Extrait du texte =

Comme piliers, deux préceptes latins : “Mens sana in corpore sano” et “Utile dulci” : si on joint l’utile à l’agréable, la leçon se retient mieux (ex. le jeu de cartes à finalité mathématique).

Les ouvrages rabelaisiens précités sont enrobés dans des récits plaisants où le gigantisme et la bouffonnerie constituent l’enveloppe… mais comme il l’écrit : “L’habit ne fait point le moine.” Il faut dépasser la forme pour s’attacher au contenu.

A côté de ses leçons pédagogiques, Rabelais ne se prive pas de railler la justice, la Sorbonne et le bas-clergé.

Après un silence de 12 ans, il publie le Tiers Livre, opus dans lequel Panurge, compagnon de Pantagruel, consulte 16 spécialistes pour savoir s’il doit ou non se marier, car le risque d’être cocu semble réel dans le mariage.

Si l’on veut bien se laisser porter par le ton et le rythme de son oeuvre, Rabelais apparaît comme un promoteur de la joie de vivre, laquelle se décline en 4 mots : rire, boire, manger…et desbraguetter. Ce sera l’occasion pour Rabelais de faire exploser sa créativité : des rythmes de phrase très puissants et un vocabulaire richissime.

Ses personnages respirent la Gourmandise : Grandgousier et Gargantua (“car grand tu as”… le gosier) et ses cuisiniers sont affublés de jolis noms : “Saulpicquet”, “Paimperdu”, “Carbonnade” et “Hoschepot”.  Notre époque s’en sert encore !

Consignes =
1) Transcrivez fidèlement le passage du texte sur Rabelais qui commence par les mots contenant "Les ouvrages rabelaisiens" et se termine par "et le bas-clergé.".
2) Répondez aux questions suivantes à partir du texte sur Rabelais.
(a) Combien de spécialistes Panurge consulte-t-il dans le Tiers Livre ?
(b) Quels sont les deux préceptes latins donnés comme piliers ?
(c) Par quels quatre mots se décline la joie de vivre ?
3) Prolongez le texte sur Rabelais au-delà de sa dernière phrase.
Les lignes ci-dessous proviennent d'une autre source.

Lignes de données =
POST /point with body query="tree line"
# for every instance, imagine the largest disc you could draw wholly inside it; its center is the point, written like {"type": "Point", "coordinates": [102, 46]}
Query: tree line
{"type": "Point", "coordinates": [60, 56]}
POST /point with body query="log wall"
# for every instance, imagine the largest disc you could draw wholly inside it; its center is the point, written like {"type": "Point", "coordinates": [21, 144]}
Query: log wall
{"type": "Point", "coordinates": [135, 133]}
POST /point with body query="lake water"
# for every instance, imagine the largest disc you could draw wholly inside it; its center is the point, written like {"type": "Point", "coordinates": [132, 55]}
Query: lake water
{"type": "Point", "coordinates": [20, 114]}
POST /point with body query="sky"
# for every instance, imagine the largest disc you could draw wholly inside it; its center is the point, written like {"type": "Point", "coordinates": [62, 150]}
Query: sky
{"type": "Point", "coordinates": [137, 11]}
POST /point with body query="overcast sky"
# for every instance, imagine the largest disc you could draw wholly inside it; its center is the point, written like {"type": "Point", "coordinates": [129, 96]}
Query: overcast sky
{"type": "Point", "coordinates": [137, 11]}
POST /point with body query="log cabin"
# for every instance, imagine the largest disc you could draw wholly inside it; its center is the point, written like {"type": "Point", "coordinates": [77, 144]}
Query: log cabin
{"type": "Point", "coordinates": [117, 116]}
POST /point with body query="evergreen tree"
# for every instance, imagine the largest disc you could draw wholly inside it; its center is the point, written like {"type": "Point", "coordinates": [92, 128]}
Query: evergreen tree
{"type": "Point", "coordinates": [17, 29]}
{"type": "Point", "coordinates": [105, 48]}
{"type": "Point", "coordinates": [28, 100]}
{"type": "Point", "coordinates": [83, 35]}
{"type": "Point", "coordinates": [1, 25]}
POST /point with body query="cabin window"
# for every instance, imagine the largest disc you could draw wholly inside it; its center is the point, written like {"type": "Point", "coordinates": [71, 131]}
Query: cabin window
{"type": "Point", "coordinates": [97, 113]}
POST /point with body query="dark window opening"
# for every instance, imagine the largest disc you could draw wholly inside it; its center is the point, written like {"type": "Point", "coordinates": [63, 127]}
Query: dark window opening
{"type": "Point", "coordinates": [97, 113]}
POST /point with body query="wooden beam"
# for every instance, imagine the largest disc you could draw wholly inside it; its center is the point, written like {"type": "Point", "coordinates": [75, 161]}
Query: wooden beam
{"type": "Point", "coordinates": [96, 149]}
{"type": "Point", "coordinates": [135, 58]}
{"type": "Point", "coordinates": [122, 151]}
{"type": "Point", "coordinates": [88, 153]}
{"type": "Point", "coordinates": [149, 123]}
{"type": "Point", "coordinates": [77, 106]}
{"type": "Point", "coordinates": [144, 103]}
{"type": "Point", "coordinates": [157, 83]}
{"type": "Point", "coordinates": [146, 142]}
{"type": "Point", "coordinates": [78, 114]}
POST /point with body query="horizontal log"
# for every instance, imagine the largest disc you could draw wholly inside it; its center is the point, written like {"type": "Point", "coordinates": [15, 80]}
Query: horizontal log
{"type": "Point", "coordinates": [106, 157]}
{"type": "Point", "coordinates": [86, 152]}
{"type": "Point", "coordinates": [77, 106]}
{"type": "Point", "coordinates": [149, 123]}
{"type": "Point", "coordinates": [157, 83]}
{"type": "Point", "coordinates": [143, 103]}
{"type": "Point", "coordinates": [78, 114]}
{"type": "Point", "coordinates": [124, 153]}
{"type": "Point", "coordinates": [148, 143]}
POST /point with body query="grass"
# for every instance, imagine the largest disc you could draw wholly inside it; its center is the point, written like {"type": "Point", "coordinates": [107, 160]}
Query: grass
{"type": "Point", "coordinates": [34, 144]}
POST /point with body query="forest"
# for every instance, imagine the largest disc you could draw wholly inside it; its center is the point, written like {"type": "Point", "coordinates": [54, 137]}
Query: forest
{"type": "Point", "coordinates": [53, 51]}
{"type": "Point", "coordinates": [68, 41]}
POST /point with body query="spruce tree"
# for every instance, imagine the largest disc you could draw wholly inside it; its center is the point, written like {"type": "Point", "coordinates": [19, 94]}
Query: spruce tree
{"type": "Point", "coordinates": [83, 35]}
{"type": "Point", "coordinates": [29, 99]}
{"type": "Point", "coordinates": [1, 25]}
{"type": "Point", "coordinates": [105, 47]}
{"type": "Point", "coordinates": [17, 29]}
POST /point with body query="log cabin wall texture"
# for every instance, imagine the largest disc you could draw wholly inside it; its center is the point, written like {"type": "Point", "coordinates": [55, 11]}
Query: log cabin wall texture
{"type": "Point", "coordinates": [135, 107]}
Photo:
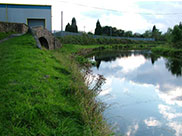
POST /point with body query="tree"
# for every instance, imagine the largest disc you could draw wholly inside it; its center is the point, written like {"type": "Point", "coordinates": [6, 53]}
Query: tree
{"type": "Point", "coordinates": [156, 33]}
{"type": "Point", "coordinates": [154, 29]}
{"type": "Point", "coordinates": [68, 28]}
{"type": "Point", "coordinates": [98, 29]}
{"type": "Point", "coordinates": [177, 36]}
{"type": "Point", "coordinates": [128, 34]}
{"type": "Point", "coordinates": [74, 27]}
{"type": "Point", "coordinates": [147, 34]}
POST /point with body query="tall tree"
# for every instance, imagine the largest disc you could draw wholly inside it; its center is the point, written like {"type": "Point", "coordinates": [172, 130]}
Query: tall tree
{"type": "Point", "coordinates": [154, 29]}
{"type": "Point", "coordinates": [68, 28]}
{"type": "Point", "coordinates": [98, 29]}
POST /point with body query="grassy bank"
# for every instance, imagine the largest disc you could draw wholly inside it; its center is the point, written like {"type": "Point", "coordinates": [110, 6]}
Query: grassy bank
{"type": "Point", "coordinates": [5, 34]}
{"type": "Point", "coordinates": [168, 51]}
{"type": "Point", "coordinates": [88, 40]}
{"type": "Point", "coordinates": [43, 93]}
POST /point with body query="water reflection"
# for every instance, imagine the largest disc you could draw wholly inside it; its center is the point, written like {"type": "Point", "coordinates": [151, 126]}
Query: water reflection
{"type": "Point", "coordinates": [148, 96]}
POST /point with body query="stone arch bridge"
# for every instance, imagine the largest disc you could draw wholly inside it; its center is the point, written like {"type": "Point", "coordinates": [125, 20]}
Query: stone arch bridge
{"type": "Point", "coordinates": [44, 38]}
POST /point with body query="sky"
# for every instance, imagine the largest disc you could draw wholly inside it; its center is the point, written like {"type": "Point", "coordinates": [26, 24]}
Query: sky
{"type": "Point", "coordinates": [132, 15]}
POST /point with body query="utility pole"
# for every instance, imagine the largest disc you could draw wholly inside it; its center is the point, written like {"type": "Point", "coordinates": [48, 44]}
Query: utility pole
{"type": "Point", "coordinates": [61, 20]}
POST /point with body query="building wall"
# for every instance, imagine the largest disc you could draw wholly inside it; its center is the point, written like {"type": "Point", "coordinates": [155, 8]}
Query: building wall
{"type": "Point", "coordinates": [20, 13]}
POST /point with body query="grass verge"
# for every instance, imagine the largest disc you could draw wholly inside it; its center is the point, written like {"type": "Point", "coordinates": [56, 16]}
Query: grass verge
{"type": "Point", "coordinates": [42, 93]}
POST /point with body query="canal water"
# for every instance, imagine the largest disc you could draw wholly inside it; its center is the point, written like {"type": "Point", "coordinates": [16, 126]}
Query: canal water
{"type": "Point", "coordinates": [144, 92]}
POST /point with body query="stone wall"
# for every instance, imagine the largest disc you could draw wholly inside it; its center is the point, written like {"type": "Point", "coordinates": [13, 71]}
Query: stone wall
{"type": "Point", "coordinates": [39, 32]}
{"type": "Point", "coordinates": [13, 27]}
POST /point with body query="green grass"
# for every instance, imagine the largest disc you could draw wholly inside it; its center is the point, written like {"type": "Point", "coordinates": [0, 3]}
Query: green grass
{"type": "Point", "coordinates": [4, 35]}
{"type": "Point", "coordinates": [42, 93]}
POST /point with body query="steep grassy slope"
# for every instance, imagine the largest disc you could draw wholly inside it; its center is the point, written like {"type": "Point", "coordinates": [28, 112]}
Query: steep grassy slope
{"type": "Point", "coordinates": [43, 94]}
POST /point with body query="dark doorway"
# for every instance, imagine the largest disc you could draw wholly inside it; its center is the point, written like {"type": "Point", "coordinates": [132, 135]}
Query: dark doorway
{"type": "Point", "coordinates": [44, 42]}
{"type": "Point", "coordinates": [36, 22]}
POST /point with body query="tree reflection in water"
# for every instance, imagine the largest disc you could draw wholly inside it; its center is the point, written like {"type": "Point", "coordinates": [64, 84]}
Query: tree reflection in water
{"type": "Point", "coordinates": [173, 65]}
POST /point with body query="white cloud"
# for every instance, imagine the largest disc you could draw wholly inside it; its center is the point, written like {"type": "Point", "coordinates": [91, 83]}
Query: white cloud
{"type": "Point", "coordinates": [132, 130]}
{"type": "Point", "coordinates": [129, 64]}
{"type": "Point", "coordinates": [177, 127]}
{"type": "Point", "coordinates": [172, 96]}
{"type": "Point", "coordinates": [152, 122]}
{"type": "Point", "coordinates": [168, 112]}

Réponses =
1)
Les ouvrages rabelaisiens précités sont enrobés dans des récits plaisants où le gigantisme et la bouffonnerie constituent l’enveloppe… mais comme il l’écrit : “L’habit ne fait point le moine.” Il faut dépasser la forme pour s’attacher au contenu.

A côté de ses leçons pédagogiques, Rabelais ne se prive pas de railler la justice, la Sorbonne et le bas-clergé.

2)
(a) 16 spécialistes.
(b) "Mens sana in corpore sano" et "Utile dulci".
(c) Rire, boire, manger et desbraguetter.

3)
François Rabelais © causeur.fr

Il convient enfin de souligner avec force cette vérité : Rabelais est le plus grand créateur de mots de notre langue française.

Il a popularisé des expressions toujours en vogue… après 5 siècles : “tirait les vers du nez”, “qui trop embrasse peu estrainct”, “saultoyt du coq a l’asne”. Dans le seul Pantagruel, on recense pas moins de 800 néologismes, entièrement imaginés par Rabelais. C’est à lui que l’on doit des mots comme écrabouiller, excrément, frugal, imposteur, intempéries et quinconce. Et quand il soigne les blessés dans son grand nosocome, on comprend mieux l’adjectif dérivé de ce substantif.

Il a aussi parlé de “la sepmaine des troys jeudis”, des “calendes grecques” et de “l’année des couilles molles”. En façonnant ce curieux “calendrier”, il a pu observer qu’il ne fallait pas confondre une femme “folle à la messe”… avec une femme “molle à la fesse”. L’inventeur de la contrepèterie, c’est encore lui, le père François !

Jean KOKELBERG

  • illustration en tête de l’article : Pantagruel par Gustrave Doré © BnF.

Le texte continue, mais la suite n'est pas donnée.